**Travail à faire**
[a] D'après le texte sur la connaissance, que signifie connaître pour Platon ?
[b] Indiquez si chacune des affirmations suivantes s'accorde avec le texte sur la connaissance, en citant les mots qui tranchent : (i) le savoir peut passer d'une personne à une autre ; (ii) la connaissance y est décrite comme statique ; (iii) le texte se donne pour but de répondre à la question formulée par John Locke.
[c] Poursuivez le texte sur la connaissance après sa dernière phrase.

***** Texte à lire

“Celui qui dit que deux et deux font quatre, a-t-il une connaissance de plus que celui qui se contenterait de dire que deux et deux font deux et deux ?”
Jean Le Rond D’alembert
C’est avec une fierté, un peu étrange, qu’on se déclare société de connaissance. Il est pourtant illusoire de croire, même avec l’émergence des nouvelles technologies, que l’accumulation et le stockage structuré des informations et du savoir constitue une connaissance.
Qu’est-ce que la connaissance ?
Avant de s’autoproclamer «société de connaissance», il serait peut être bon de définir ce que c’est la connaissance. Il se trouve que la question, qui est de plus en plus d’actualité, était au cœur des débats philosophiques depuis Platon.
Connaître, pour Platon c’est appréhender les essences absolues et immuables des choses au-delà de leurs apparences. Il apparaît clairement que la connaissance n’est pas ce que la chose est mais la conscience de l’idée que nous avons de la chose.
Contrairement au savoir, transmissible et recevable d’une personne à une autre, et basé sur un mode de pensée rationnel, la connaissance privilégie la subjectivité du sujet. Elle fait appel à son intuition, son esprit, ses émotions et sa conscience. C’est d’ailleurs cette subjectivité qui empêche la connaissance d’être statique et fait d’elle un processus qui progresse à la cadence de la conscience du sujet.
La complexité de la connaissance, comme le formule l’éminent John Locke est : comment construire une connaissance générale si tout ce qui est à notre portée est particulier? Donner une réponse à cette question lancinante n’étant pas le but, on portera notre attention sur cette juxtaposition, tout à fait intéressante, de la connaissance et du sujet, du général et du particulier.
Ainsi la connaissance est un fécond rapport entre réflexion et sensation, c’est une création perpétuelle, un cheminement et une duale dynamique de l’information sensorielle et de la formulation cérébrale.
Perdons-nous connaissance?
“ La connaissance est pour l’humanité un magnifique moyen de s’anéantir elle-même. ” Friedrich Nietzsche (1844-1900)
Le neurologue Français Lionel Naccache, affirme dans son passionnant livre « perdons-nous connaissance» que nos sociétés ont perdu le sens de ce qu’est la connaissance d’où le titre de son ouvrage, ou le jeu de mots est bien réussi.

**********
***** Extraits de données

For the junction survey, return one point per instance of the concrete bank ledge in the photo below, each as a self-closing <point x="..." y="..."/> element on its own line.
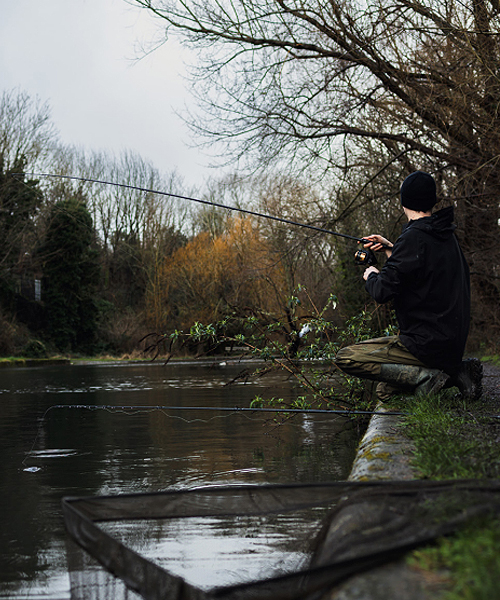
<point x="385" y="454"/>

**********
***** Extraits de données

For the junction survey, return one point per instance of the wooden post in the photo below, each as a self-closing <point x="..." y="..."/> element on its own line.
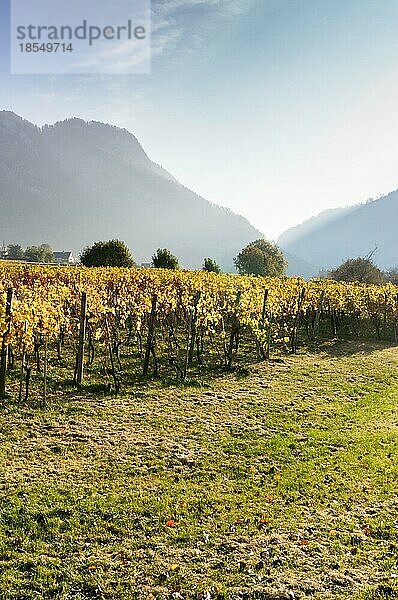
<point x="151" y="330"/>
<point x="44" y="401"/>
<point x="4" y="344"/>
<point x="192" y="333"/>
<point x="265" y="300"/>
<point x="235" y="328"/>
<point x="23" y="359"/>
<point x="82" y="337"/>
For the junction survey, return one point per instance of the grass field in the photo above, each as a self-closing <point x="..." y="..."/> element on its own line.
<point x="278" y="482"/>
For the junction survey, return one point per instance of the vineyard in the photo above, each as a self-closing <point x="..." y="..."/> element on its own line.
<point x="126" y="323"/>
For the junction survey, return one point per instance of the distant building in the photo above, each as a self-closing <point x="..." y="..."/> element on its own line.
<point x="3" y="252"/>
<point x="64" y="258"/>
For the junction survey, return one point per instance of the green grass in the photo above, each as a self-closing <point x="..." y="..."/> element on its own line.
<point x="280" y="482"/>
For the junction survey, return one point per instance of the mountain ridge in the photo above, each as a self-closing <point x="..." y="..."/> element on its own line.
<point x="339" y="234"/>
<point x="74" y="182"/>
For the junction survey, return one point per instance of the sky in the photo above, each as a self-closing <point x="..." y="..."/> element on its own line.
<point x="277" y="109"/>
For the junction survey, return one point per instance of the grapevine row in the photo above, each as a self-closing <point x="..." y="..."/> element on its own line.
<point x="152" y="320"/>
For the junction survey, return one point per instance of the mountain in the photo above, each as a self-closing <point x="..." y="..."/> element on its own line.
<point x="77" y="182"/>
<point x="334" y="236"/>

**********
***** Extraits de données

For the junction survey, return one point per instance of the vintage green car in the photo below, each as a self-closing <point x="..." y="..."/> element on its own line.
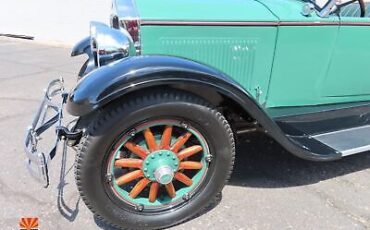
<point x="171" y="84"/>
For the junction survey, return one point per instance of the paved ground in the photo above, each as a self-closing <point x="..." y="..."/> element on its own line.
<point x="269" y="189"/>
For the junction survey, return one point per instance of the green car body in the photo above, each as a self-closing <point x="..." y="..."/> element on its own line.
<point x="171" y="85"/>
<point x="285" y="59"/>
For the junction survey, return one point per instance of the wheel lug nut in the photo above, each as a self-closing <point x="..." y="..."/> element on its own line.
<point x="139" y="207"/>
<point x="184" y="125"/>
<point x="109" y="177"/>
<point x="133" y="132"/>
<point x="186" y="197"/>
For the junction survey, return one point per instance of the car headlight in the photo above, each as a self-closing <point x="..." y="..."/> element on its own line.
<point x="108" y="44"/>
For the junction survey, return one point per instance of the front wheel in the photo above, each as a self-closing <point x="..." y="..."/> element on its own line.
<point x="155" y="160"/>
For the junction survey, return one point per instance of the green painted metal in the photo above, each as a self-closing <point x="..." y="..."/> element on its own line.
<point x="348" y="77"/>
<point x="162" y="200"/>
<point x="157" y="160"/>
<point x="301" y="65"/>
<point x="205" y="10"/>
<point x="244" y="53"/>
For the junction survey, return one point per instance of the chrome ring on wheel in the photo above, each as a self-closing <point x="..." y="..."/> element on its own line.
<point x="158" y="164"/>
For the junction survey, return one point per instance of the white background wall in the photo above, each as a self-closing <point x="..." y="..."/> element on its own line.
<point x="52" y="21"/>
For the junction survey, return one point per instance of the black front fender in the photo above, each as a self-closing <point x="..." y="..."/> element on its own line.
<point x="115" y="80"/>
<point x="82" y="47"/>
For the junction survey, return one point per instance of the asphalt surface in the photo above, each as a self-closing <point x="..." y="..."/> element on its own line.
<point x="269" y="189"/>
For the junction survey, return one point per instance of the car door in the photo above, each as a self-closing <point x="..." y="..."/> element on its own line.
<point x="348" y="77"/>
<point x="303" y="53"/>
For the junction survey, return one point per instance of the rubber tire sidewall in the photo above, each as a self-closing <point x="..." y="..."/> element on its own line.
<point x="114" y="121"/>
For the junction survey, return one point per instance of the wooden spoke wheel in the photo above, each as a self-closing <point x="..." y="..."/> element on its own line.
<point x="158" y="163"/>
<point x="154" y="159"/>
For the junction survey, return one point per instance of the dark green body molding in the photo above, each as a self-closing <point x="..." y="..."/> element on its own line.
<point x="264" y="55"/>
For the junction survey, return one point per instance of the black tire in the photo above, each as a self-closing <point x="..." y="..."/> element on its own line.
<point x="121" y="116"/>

**********

**Réponses aux exercices**
[a] Appréhender les essences absolues et immuables des choses au-delà de leurs apparences.

[b]
(i) Oui : « Contrairement au savoir, transmissible et recevable d’une personne à une autre ».
(ii) Non : « cette subjectivité qui empêche la connaissance d’être statique ».
(iii) Non : « Donner une réponse à cette question lancinante n’étant pas le but ».

[c]
En effet, information et connaissance ne sont pas à confondre. L’information peut constituer une partie de l’objet mais reste loin d’incarner le processus. L’acte de connaissance, comme le définit l’auteur, met en scène trois unités, le sujet X tel qu’il était et se représentait à lui-même avant de connaître l’objet Y, cet objet Y tel qu’il existe dans le monde extérieur au sujet et enfin le sujet X’, le sujet tel qu’il est devenu après avoir assimilé l’objet Y.
Derrière ce lien logique reliant le sujet à l’objet, se cache une révélation déroutante : X’; Dans cet acte de connaissance ce n’est pas l’objet (Y) qui change mais c’est le sujet (X) qui subit une mutation. De ce fait, l’acquisition de la connaissance est n’est pas un acte sans danger.
Il est curieux de constater que notre société contemporaine manifeste une acceptation totale et absolue sans afficher l’ombre d’une défiance vis-à-vis de la connaissance. Pourtant toutes les traditions antiques ont toujours considérées la connaissance comme «un poison vital». Il suffit d’une mauvaise information transformée imprudemment en connaissance pour que le sujet voit ses repères modifiés et sa représentation du monde bafouée.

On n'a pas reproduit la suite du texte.